_Task to carry out_:
Exact copies of all records below are needed.

•••••

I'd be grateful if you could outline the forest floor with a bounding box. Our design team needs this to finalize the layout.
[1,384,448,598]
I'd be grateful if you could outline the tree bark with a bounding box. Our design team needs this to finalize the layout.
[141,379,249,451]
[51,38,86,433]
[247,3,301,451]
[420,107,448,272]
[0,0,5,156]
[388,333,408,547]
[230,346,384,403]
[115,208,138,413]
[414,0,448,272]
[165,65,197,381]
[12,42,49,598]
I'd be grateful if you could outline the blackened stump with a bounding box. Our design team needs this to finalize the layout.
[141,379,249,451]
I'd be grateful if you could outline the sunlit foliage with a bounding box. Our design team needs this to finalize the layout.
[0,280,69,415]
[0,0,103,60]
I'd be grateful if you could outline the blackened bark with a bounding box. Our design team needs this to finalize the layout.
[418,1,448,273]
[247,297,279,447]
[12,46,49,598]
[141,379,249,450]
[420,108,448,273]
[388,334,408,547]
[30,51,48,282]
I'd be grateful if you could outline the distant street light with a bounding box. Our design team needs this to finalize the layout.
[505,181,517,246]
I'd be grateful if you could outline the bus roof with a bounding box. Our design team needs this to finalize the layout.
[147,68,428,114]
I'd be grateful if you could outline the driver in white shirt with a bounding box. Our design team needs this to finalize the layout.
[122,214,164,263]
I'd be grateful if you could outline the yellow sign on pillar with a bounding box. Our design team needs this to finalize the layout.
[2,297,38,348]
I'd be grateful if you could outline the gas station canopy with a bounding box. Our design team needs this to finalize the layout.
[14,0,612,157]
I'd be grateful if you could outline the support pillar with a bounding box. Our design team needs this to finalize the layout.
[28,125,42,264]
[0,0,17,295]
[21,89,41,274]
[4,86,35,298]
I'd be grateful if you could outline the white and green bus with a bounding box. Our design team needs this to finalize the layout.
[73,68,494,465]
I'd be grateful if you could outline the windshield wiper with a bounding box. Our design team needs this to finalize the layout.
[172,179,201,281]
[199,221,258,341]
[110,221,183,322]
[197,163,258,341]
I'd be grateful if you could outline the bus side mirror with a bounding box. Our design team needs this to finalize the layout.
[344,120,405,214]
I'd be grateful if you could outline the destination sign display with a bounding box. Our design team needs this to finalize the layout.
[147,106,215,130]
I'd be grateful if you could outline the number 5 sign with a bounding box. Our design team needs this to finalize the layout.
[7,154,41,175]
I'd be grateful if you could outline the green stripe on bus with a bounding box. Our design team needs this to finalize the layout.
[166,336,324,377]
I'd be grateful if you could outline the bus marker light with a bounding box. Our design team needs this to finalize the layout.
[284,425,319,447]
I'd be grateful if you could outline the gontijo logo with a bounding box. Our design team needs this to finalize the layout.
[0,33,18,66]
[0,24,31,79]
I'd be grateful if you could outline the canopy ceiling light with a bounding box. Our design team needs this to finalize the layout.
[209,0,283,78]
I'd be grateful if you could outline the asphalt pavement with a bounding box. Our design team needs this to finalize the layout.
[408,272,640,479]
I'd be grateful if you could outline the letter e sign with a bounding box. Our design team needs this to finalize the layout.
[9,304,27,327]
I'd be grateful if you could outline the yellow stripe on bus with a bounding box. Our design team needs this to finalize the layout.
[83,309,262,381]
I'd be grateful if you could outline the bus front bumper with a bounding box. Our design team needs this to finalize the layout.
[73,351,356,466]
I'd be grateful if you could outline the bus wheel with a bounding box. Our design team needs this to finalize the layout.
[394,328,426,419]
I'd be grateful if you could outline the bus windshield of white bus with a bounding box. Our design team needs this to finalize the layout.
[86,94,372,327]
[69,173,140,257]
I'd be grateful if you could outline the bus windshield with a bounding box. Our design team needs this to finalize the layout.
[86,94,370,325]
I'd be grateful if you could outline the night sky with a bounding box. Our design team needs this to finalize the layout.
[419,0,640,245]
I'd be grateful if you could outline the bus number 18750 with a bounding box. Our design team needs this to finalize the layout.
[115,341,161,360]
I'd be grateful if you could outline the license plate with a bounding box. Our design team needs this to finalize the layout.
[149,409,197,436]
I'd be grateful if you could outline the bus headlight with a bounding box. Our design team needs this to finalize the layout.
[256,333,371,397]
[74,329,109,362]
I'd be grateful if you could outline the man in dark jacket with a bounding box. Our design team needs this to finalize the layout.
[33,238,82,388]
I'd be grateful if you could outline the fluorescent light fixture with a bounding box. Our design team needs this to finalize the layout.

•••••

_Written answer_:
I'd be grateful if you could outline the forest floor with a bounding box. Our design team needs this to finalize the layout.
[1,384,448,598]
I'd be grateful if you could outline the tree bark with a bounding box. Our design team needs this to finalize the layout.
[141,379,249,451]
[51,38,86,433]
[247,3,301,451]
[420,107,448,272]
[0,0,5,156]
[388,333,408,547]
[230,346,384,403]
[115,208,138,413]
[414,0,448,272]
[165,65,197,381]
[12,42,49,598]
I'd be grateful if you could outline the blackened stump with a bounding box. Our design team needs this to finalize the layout.
[141,379,249,451]
I'd be grateful if you could outline the sunlit foliage with a bounding box. Our design team needs this to finalize the layout.
[0,280,69,415]
[0,0,103,60]
I'd be grateful if you could outline the blackened bark with a bounding box. Our design team needs this to finalize the layout.
[418,1,448,273]
[247,297,279,447]
[12,46,49,598]
[141,379,249,450]
[420,108,448,273]
[388,334,408,547]
[30,51,48,282]
I'd be grateful if you could outline the distant street light with a bounding box. Our design team needs this to finalize the layout.
[505,181,517,246]
I'd be grateful if you could outline the bus roof with a bounding box. Our design team needs this to finalize the layout.
[147,68,428,114]
I'd be grateful if you could outline the driver in white shirt with a bounding box. Our design team needs this to finalize the layout.
[122,214,164,263]
I'd be grateful if you could outline the yellow sign on pillar with a bounding box. Our design team needs this to finalize the layout.
[2,297,38,348]
I'd be grateful if you could outline the gas station canopy with a bounding box. Our design team needs this to finalize the layout.
[14,0,612,157]
I'd be grateful if you could outline the support pillar with a bounding box. Our design team needs this to finalize the layout.
[28,125,42,264]
[0,0,17,295]
[21,89,41,274]
[4,86,35,298]
I'd be grateful if you could outline the white and green bus with a bounding box. Our design team needs this to finalize the layout.
[73,68,494,465]
I'd be grateful if you could outline the windshield wiper with a bounding box. Our design team needs this to finalize the layout.
[172,179,201,281]
[199,221,258,341]
[110,221,183,322]
[197,163,258,341]
I'd be grateful if you could outline the bus side mirror with a bounding box. Our design team needs this to finalize the layout.
[344,120,405,214]
I'd be grateful if you could outline the destination sign display with a bounding box. Our design team needs this to finalize the layout.
[147,106,215,130]
I'd be grateful if you could outline the number 5 sign with a bounding box. Our design team needs this to finalize the layout.
[7,154,41,175]
I'd be grateful if you could outline the green stripe on bus with a bounding box. Our design team needs this to finalize the layout.
[166,336,324,377]
I'd be grateful if you could outline the bus marker light with a bounding box. Our design team needs this to finalize the layout.
[284,425,319,447]
I'd be grateful if you could outline the gontijo logo with a bounding box. Our design team needs this to finalize the layout.
[0,33,18,66]
[0,24,31,79]
I'd be grateful if you could outline the canopy ceiling light with a bounding box. Our design team needs this to finalize the layout.
[209,0,283,78]
I'd be grateful if you could outline the asphalt pavement with a bounding box. Our design team needs this to finalize the layout.
[408,272,640,479]
I'd be grateful if you could outline the letter e sign with a bounding box. Our design team needs this to finalize the layout.
[9,304,27,327]
I'd be grateful if you could outline the yellow stripe on bus with a bounding box. Our design team needs this to finalize the layout.
[83,309,262,381]
I'd be grateful if you could outline the bus front bumper with a bounding box. Our design team needs this to finalize the layout.
[73,351,356,466]
I'd be grateful if you could outline the bus wheel with a bounding box. Our design team needs this to finalize the layout.
[394,328,426,419]
I'd be grateful if you could outline the bus windshield of white bus with a bounding box. Our design team needs this to finalize the layout.
[86,94,372,327]
[69,173,140,257]
I'd be grateful if you could outline the bus windshield with a bounding box. Our design team needs this to finalize the layout.
[86,94,370,325]
I'd be grateful if you could outline the night sky with a bounding box. Our design team needs this to finalize the layout.
[419,0,640,245]
I'd be grateful if you could outline the bus number 18750 with a bounding box. Our design team needs this to finalize the layout.
[115,341,161,360]
I'd be grateful if you could outline the license plate with a bounding box. Our design team needs this to finalize the layout.
[149,409,197,436]
I'd be grateful if you could outline the bus headlight with a bounding box. Our design team needs this to finalize the layout.
[256,333,371,397]
[74,329,109,362]
I'd be grateful if you could outline the man in dark jacket with a bounding box. Our design team needs this to finalize the layout.
[33,238,82,388]
I'd be grateful if you could outline the fluorescent light fixture with a bounding box. Our design team needs this to finalize the layout.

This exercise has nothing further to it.